### 本文
▬▬▬▬▬▬

死んじゃいたかったし死んじゃえよ僕って思ってた。
死を選ぶ勇気なかったから生きるか死ぬか天任せゲームはしてた。
でも死ななかった。
ずっと責めてた。
音楽作る僕嫌がってたから作ったら終わりだと思った。
でも曲はいっぱい出来てた。
ただ発表したらダメだと思ってた。
映像の仕事始めてたけど彼女の為に始めたからなんで僕が働いてるんだろって思って仕事もやめた。

友達から服の為の曲作って欲しいって言われた。
自分の為じゃなくて友達の代弁するだけならいいかって思った。
作った。
すげー楽しかった。
音楽好きだってなった。
彼女とはもう連絡もとれなくなって分からなくなって伝える術も繋がる術も音楽しかなった。
何より自分の為に作ろうってなった。
沢山作った。
アルバムを作った。
なんか一つ救われた。
自分の吐く言葉の中に彼女がいるなって思った。
嘘をつかないでいられるようになった。
自分の好きな自分でいようって思った。
変わりたかったし変えたかった。
映像の仕事しながら音楽も作るようになった。
でもライブはいいやって思った。
作りたいだけだから。
自分の為に作りたいだけだから人前に出るとかはそんなに興味がないやってなった。

▬▬▬▬▬▬

### 作業内容
(a) 本文に基づき、次の各問に答えよ。
(i) 友達からは何のための曲を作ってほしいと頼まれたか。
(ii) 映像の仕事は誰のために始めたと書かれているか。
(iii) 沢山作った後に何を作ったと述べられているか。
(b) 本文のうち「ただ発表したらダメだと思ってた。」から「何より自分の為に作ろうってなった。」までを、末尾の「何より自分の為に作ろうってなった。」も含めて、一字も変えずに出力せよ。

### 提供資料
▬▬▬▬▬▬

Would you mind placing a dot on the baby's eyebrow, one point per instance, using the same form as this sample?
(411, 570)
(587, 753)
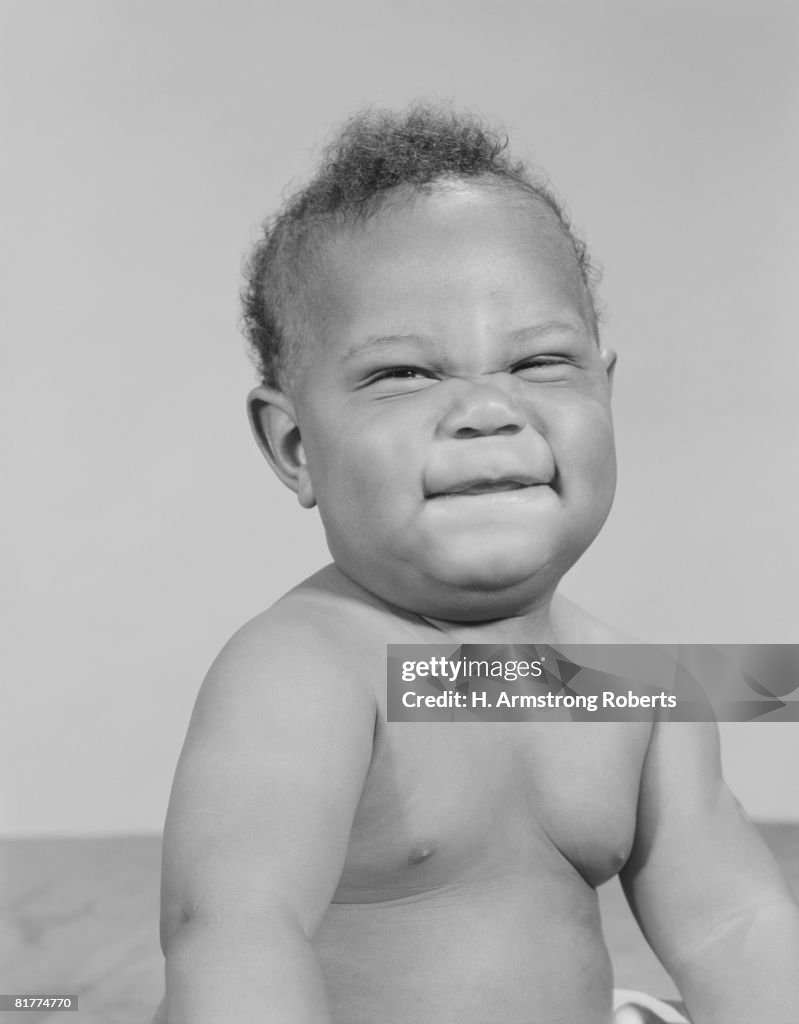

▬▬▬▬▬▬

### 回答
(a)
(i) 服の為の曲
(ii) 彼女の為
(iii) アルバム

(b)
ただ発表したらダメだと思ってた。
映像の仕事始めてたけど彼女の為に始めたからなんで僕が働いてるんだろって思って仕事もやめた。

友達から服の為の曲作って欲しいって言われた。
自分の為じゃなくて友達の代弁するだけならいいかって思った。
作った。
すげー楽しかった。
音楽好きだってなった。
彼女とはもう連絡もとれなくなって分からなくなって伝える術も繋がる術も音楽しかなった。
何より自分の為に作ろうってなった。